▸ **Task to carry out**
Format every line of the listing below as a Markdown table with the columns Row and Line, skipping blank lines and leaving out the pictures.

▸ **Data entries**
○ ○ ○ ○ ○
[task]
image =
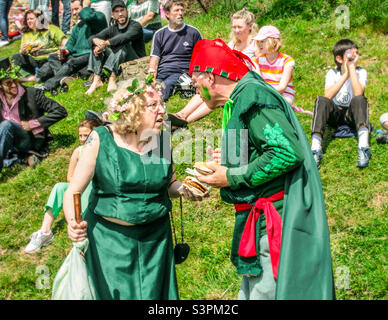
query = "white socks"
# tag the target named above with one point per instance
(363, 138)
(316, 143)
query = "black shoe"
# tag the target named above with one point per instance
(382, 137)
(64, 87)
(176, 122)
(87, 84)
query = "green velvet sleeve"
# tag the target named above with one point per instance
(275, 143)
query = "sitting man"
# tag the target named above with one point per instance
(76, 54)
(25, 115)
(147, 13)
(172, 47)
(121, 42)
(344, 102)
○ ○ ○ ○ ○
▸ **Expected output**
| Row | Line |
|---|---|
| 1 | [task] |
| 2 | image = |
| 3 | query = "white socks" |
| 4 | # tag the target named above with one point per instance |
| 5 | (363, 138) |
| 6 | (316, 143) |
| 7 | query = "black shoe" |
| 8 | # tag the target named above with one point per instance |
| 9 | (382, 137) |
| 10 | (64, 87) |
| 11 | (176, 122) |
| 12 | (87, 84) |
| 13 | query = "green velvet sleeve" |
| 14 | # tag the target named above with one point per instance |
| 15 | (275, 143) |
| 16 | query = "sitting man" |
| 17 | # tag the target named above with one point per instance |
| 18 | (76, 54) |
| 19 | (25, 115) |
| 20 | (147, 13) |
| 21 | (172, 47) |
| 22 | (121, 42) |
| 23 | (344, 102) |